Been thinking about bats. I’ve been going out on the beach after dusk to spend time with them. As a kid, I threw rocks and watched them pick up my projectiles with their echolocation. They would veer to investigate and then let the rocks fall.
Now I just watch. In the near dark, distanced from other people but not from the world of waves and insects and barely visible bats that skitter like moths above, I’m goosebumps deep in a sense of night and flight and the pandemic.
I’m at the feet of a different universe.
I’ve been spending time with bats because it’s likely the coronavirus behind COVID-19 developed among bats before it moved, possibly through a secondary host, to humans. Bats have been tied to SARS and MERS as well.
A naturalist hates to fear anything in nature. We have been trained in the art of relationships and taught that coexistence can be had even with danger. If I’m going to change my feelings about bats, I’m going to do it by understanding as much as I can about them first.
It is hard to study bats. One of my friends on the peninsula remembers a bat researcher visiting and teaching her to catch them for study by putting rocks into pantyhose and firing the pantyhose into the air. Most bats catch their prey by netting it with their wing or tail membranes then snagging it with their claws. The pantyhose caught their claws.
Ten species are found around Puget Sound. Some of them migrate, some hibernate; some form medium-sized roosts, others roost alone. They use hollow trees, cracks in bark, streambanks, caves, barns, attics. They eat all manner of flying insects. Yet our basic knowledge of their lives is wildly incomplete. One of the most commonly seen bats in Washington is the little brown bat, Myotis lucifugus, and we do not know where it migrates to spend the winter.
Worldwide there are 1,400 species of bats, representing a fifth of all mammals — flight unlocks a lot of possibilities. Flight has led to other advantages as well.

- SUPPLIED ENTRIES

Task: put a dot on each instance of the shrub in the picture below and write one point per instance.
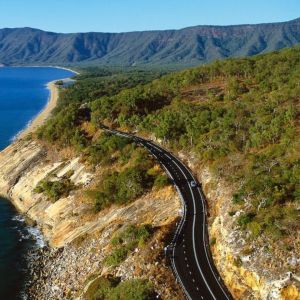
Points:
(55, 190)
(161, 181)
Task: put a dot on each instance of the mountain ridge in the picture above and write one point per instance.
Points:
(184, 47)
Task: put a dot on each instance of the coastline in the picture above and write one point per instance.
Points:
(44, 114)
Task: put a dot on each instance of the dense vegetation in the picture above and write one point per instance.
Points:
(171, 48)
(126, 241)
(113, 289)
(136, 172)
(240, 117)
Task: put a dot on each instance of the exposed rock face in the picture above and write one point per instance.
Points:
(79, 238)
(246, 268)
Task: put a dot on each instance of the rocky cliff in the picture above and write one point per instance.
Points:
(80, 238)
(251, 269)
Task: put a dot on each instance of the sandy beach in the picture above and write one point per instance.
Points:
(45, 113)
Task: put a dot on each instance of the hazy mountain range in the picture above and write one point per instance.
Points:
(188, 46)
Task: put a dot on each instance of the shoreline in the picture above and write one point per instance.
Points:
(45, 113)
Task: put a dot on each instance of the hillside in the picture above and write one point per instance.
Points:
(236, 124)
(178, 48)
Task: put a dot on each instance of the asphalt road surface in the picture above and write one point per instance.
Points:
(189, 251)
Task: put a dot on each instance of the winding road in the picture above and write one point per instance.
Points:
(189, 251)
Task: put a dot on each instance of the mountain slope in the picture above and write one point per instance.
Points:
(188, 46)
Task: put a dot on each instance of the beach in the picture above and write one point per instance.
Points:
(45, 113)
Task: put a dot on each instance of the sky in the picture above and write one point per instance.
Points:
(136, 15)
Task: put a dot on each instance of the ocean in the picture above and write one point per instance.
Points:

- REQUIREMENT 1
List every kind of place where bats roost, as named in the essay on bats.
- REQUIREMENT 2
Update the essay on bats from "Been thinking about" to "and the pandemic.", replacing "beach" with "shore".
The records come from a separate source, not from the essay on bats.

- TASK OUTPUT 1
hollow trees, cracks in bark, streambanks, caves, barns, attics

- TASK OUTPUT 2
Been thinking about bats. I’ve been going out on the shore after dusk to spend time with them. As a kid, I threw rocks and watched them pick up my projectiles with their echolocation. They would veer to investigate and then let the rocks fall.
Now I just watch. In the near dark, distanced from other people but not from the world of waves and insects and barely visible bats that skitter like moths above, I’m goosebumps deep in a sense of night and flight and the pandemic.